## Begin GIVEN RECORDS
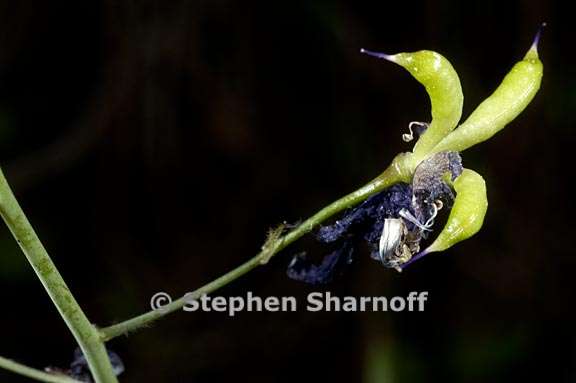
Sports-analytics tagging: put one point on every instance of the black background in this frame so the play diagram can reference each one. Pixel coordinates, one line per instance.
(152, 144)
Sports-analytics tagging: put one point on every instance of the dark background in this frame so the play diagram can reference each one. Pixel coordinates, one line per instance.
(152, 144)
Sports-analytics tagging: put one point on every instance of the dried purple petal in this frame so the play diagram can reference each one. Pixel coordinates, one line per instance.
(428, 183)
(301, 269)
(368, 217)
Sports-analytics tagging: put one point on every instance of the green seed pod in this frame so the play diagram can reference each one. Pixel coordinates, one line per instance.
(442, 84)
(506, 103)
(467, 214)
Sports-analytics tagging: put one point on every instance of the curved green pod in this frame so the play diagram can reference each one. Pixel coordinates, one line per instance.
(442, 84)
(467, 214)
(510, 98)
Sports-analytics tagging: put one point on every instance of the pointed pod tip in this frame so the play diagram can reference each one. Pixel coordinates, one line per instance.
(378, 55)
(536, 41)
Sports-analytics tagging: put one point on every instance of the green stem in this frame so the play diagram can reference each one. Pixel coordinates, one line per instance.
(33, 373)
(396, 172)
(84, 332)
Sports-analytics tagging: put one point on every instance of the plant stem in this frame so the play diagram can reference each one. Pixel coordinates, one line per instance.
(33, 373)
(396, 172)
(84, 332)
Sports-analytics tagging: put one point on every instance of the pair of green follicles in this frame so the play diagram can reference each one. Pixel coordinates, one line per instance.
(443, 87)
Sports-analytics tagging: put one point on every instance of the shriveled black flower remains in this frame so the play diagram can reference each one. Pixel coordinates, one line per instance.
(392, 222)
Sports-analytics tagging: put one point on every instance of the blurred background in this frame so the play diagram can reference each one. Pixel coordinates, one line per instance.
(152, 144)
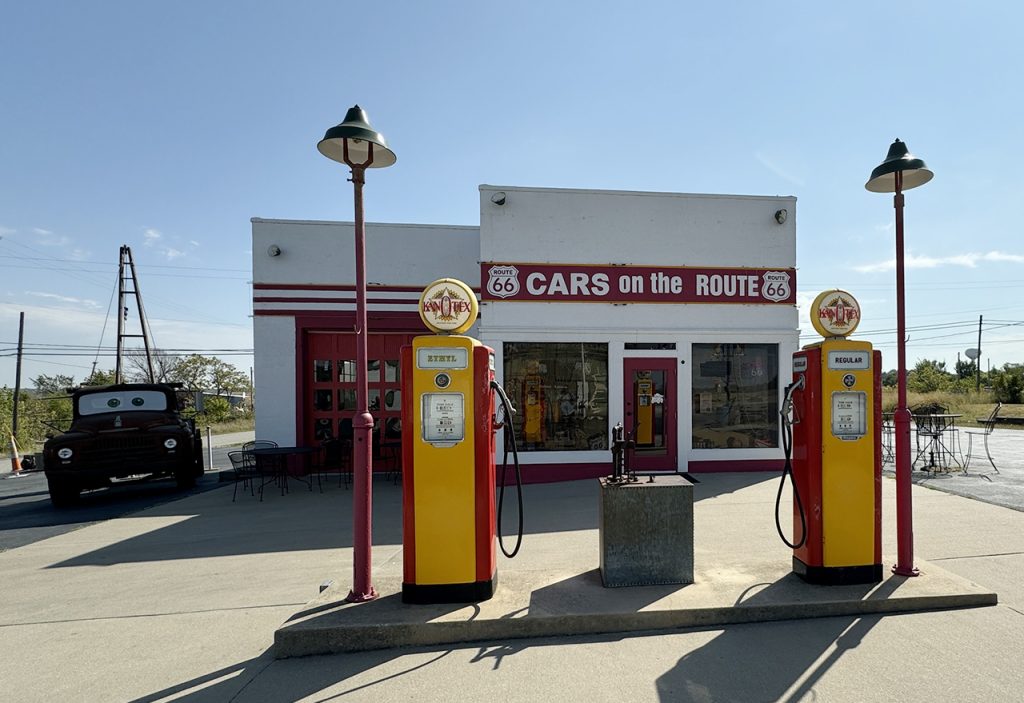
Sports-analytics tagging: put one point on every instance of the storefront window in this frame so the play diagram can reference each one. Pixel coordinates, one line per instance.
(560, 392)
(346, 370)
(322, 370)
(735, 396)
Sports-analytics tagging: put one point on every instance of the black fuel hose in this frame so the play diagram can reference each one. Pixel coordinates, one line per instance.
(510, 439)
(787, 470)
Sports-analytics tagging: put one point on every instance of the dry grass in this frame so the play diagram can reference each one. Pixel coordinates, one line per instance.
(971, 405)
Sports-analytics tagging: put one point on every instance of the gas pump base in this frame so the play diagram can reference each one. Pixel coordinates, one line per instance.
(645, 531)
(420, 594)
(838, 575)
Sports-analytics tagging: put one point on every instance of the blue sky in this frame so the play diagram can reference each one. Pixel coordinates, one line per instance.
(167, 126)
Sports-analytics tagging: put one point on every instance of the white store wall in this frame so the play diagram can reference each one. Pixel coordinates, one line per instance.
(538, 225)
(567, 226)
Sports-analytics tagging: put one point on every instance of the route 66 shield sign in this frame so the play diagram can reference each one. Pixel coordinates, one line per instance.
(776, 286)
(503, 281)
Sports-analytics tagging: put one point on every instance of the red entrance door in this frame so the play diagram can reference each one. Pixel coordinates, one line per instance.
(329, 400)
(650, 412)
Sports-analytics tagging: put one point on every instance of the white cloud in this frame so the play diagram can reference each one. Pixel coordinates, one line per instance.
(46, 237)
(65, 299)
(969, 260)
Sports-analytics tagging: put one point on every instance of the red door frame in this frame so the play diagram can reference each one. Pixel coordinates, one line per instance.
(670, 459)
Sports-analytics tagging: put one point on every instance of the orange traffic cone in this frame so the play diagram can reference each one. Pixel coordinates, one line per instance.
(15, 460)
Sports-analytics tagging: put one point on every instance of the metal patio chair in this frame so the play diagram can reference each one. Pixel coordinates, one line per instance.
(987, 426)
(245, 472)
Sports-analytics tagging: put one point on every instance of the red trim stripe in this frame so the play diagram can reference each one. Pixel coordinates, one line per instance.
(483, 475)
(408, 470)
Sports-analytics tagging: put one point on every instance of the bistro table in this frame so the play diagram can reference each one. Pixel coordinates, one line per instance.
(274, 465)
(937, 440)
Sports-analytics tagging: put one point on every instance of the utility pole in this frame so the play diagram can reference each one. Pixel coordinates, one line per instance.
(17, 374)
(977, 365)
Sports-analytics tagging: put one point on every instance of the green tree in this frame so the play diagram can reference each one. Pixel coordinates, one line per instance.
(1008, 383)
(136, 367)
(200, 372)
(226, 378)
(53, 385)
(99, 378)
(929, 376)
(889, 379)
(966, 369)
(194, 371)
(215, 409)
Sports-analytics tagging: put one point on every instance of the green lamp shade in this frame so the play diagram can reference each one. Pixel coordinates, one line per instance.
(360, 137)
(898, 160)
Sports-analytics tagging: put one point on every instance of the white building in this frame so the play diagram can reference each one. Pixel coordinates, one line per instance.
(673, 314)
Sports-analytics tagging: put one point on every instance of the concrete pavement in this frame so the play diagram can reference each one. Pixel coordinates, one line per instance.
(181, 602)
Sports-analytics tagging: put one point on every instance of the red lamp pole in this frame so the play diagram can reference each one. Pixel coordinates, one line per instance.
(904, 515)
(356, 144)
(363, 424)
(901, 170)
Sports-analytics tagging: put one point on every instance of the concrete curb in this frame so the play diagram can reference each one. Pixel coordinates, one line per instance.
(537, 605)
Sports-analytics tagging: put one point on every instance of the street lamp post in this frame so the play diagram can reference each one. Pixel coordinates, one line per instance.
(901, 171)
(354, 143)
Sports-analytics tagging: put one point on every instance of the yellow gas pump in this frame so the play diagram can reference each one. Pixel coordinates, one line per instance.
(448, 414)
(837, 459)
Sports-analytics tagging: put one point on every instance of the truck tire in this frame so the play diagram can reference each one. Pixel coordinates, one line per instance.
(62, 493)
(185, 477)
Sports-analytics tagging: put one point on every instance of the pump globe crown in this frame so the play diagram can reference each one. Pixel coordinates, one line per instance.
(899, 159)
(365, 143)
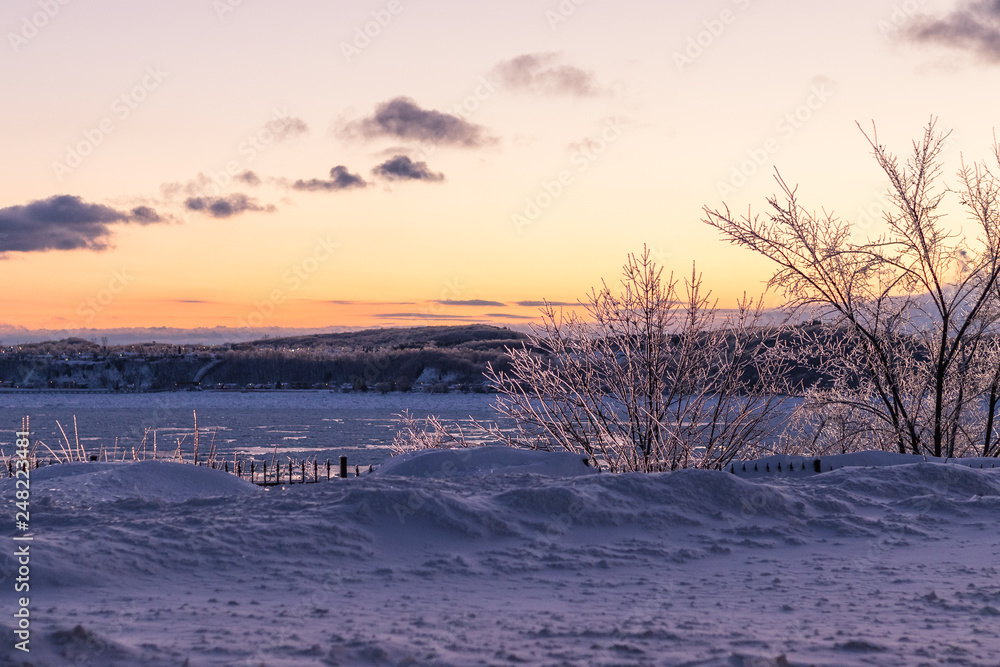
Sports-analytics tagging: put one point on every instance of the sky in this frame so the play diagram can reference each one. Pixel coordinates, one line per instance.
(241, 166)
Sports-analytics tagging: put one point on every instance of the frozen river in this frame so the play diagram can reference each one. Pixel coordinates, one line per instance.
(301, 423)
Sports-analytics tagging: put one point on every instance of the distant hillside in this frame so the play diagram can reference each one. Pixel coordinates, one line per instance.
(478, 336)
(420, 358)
## End GIVEN RECORDS
## Begin GIVEN RECORDS
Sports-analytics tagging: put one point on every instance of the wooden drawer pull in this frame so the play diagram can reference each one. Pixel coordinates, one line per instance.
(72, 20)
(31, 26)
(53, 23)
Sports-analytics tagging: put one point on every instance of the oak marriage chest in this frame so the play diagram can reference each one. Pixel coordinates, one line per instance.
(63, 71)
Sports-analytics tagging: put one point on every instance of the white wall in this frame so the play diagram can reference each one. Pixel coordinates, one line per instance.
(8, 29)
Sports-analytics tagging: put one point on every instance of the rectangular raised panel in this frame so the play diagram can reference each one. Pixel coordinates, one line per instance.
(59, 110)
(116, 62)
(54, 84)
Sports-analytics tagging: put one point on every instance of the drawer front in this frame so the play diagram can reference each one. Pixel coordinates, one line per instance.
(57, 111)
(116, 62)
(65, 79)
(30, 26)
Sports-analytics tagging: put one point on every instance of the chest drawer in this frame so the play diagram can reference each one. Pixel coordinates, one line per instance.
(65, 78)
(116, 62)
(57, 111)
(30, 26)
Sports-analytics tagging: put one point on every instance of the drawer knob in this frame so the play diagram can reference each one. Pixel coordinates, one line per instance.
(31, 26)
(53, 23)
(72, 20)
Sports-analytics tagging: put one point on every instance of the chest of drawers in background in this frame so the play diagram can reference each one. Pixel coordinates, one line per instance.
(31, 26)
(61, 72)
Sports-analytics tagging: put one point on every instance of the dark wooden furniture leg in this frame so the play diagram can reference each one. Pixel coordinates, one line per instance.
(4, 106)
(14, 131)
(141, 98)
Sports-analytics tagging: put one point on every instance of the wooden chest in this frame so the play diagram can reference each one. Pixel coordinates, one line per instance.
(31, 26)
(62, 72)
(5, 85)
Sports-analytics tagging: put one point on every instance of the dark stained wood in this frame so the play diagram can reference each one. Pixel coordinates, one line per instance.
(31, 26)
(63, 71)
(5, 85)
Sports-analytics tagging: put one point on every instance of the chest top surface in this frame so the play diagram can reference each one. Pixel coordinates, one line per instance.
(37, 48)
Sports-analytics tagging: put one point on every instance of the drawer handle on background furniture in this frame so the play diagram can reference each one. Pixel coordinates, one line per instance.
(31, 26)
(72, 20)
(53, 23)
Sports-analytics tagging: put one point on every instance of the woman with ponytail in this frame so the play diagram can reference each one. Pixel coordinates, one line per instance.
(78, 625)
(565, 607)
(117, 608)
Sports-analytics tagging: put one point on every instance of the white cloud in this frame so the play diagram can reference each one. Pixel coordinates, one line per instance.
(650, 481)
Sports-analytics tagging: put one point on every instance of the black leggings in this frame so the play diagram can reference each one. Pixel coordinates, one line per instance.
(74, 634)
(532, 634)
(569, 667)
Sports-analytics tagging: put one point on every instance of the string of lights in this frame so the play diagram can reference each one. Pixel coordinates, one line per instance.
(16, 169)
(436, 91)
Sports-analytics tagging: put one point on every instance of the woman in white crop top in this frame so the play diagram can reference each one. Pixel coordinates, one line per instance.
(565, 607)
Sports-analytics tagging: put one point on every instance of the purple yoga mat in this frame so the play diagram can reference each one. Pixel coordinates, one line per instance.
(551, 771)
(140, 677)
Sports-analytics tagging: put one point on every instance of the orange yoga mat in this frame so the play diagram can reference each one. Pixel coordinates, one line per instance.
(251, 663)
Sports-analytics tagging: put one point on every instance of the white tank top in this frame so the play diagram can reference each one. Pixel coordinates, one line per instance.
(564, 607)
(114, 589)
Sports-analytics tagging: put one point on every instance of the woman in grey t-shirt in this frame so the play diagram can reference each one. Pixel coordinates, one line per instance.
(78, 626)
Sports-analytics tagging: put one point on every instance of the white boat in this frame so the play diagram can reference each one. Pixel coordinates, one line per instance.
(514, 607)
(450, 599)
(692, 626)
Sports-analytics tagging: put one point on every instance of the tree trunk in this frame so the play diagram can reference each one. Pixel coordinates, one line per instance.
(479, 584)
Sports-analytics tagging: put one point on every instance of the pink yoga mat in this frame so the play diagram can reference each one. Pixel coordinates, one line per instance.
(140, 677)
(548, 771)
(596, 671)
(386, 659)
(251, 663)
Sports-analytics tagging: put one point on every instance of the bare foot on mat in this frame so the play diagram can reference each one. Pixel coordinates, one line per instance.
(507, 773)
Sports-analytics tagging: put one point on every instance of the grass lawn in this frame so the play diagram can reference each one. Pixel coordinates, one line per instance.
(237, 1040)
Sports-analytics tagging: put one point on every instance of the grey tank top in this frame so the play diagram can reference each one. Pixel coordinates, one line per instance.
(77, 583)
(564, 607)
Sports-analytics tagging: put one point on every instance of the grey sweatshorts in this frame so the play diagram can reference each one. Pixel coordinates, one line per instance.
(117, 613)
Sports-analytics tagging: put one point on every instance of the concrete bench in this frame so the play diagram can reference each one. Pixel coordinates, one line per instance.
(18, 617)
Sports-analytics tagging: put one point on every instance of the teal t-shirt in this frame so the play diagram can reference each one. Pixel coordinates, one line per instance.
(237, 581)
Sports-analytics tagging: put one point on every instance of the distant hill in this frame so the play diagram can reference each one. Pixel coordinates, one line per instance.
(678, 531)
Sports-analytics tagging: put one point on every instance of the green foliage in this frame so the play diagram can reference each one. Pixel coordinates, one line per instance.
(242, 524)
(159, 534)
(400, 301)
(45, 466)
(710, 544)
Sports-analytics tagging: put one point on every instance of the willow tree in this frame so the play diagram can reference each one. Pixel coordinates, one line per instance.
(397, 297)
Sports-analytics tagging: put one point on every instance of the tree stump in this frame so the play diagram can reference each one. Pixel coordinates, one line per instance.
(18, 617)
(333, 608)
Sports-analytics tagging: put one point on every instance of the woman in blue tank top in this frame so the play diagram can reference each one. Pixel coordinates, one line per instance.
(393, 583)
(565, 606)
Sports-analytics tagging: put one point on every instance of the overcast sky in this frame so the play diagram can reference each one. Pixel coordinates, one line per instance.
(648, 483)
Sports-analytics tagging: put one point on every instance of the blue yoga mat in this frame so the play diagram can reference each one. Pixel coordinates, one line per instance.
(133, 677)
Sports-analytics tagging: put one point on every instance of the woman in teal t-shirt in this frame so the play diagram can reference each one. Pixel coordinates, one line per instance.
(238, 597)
## End GIVEN RECORDS
## Begin GIVEN RECORDS
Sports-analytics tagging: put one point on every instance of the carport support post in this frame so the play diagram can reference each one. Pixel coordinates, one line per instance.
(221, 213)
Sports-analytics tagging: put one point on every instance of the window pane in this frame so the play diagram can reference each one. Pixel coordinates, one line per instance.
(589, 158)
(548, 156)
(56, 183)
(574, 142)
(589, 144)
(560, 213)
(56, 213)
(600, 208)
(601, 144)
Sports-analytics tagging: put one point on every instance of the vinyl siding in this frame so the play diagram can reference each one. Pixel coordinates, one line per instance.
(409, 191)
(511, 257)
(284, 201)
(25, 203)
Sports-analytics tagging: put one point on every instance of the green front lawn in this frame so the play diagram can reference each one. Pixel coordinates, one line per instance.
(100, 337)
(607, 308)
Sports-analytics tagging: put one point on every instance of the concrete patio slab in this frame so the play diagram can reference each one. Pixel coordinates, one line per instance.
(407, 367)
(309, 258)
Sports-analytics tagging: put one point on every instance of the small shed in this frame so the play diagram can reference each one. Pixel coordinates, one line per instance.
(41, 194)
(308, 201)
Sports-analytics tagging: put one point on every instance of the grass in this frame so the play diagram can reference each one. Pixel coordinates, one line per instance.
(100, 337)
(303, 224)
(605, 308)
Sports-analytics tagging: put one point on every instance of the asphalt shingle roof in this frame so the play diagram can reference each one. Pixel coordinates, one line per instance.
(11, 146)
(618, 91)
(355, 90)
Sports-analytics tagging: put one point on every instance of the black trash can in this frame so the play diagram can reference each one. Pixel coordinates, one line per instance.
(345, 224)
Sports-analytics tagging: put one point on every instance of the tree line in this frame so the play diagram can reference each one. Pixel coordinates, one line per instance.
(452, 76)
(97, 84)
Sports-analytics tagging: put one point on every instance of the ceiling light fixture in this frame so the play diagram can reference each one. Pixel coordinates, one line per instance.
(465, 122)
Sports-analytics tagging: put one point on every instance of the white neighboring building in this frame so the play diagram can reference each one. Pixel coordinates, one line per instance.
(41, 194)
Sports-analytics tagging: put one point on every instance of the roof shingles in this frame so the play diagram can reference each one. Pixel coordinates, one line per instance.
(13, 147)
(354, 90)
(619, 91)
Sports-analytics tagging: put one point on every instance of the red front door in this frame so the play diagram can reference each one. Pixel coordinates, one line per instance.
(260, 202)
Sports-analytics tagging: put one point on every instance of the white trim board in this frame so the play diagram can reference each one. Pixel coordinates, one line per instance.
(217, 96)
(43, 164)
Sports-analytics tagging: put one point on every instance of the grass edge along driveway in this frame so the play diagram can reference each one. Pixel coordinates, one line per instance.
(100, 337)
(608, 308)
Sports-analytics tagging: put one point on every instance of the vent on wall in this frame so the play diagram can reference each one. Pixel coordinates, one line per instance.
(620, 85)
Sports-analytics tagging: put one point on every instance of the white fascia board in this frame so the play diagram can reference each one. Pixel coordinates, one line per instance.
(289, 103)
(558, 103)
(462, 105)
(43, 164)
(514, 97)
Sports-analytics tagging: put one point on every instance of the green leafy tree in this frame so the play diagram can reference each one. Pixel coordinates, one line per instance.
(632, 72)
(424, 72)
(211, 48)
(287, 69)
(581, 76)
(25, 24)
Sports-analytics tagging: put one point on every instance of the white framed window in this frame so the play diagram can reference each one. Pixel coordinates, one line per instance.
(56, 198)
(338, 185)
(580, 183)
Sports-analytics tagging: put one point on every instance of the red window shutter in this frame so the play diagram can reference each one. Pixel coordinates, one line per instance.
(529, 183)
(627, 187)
## End GIVEN RECORDS
TO DO => List every line in the material above that contains the string "grass", copying each matching line in full. Treat the match as case-sensitive.

TASK RESULT =>
Sports-analytics tagging: put one point on every instance of the dry grass in this frame so the play diagram can reference each one. Pixel coordinates, one line per instance.
Sports-analytics tagging: put one point on every instance of the grass lawn in this frame so the play diagram can reference each one. Pixel coordinates, one line per instance.
Sports-analytics tagging: put one point on every instance of the grass in this frame so the play diagram can reference each one. Pixel coordinates, one line per instance.
Sports-analytics tagging: put one point on every instance of the grass edge along driveway in this frame so the play diagram can reference each one. Pixel coordinates, one line per instance.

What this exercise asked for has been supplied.